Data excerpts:
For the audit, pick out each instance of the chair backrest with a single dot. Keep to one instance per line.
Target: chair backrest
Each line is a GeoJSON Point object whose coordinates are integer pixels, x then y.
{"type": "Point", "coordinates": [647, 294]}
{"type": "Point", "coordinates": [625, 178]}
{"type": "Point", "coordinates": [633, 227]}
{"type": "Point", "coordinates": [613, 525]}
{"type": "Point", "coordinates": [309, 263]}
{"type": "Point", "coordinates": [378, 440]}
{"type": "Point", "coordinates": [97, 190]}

• **Work required**
From the very first line of the records down to the line with "Target: chair backrest", please write out each line exactly, including both ends and no other lines.

• **Solution**
For the audit, pick out each instance of the chair backrest with a single dot. Keep to one instance per line.
Target: chair backrest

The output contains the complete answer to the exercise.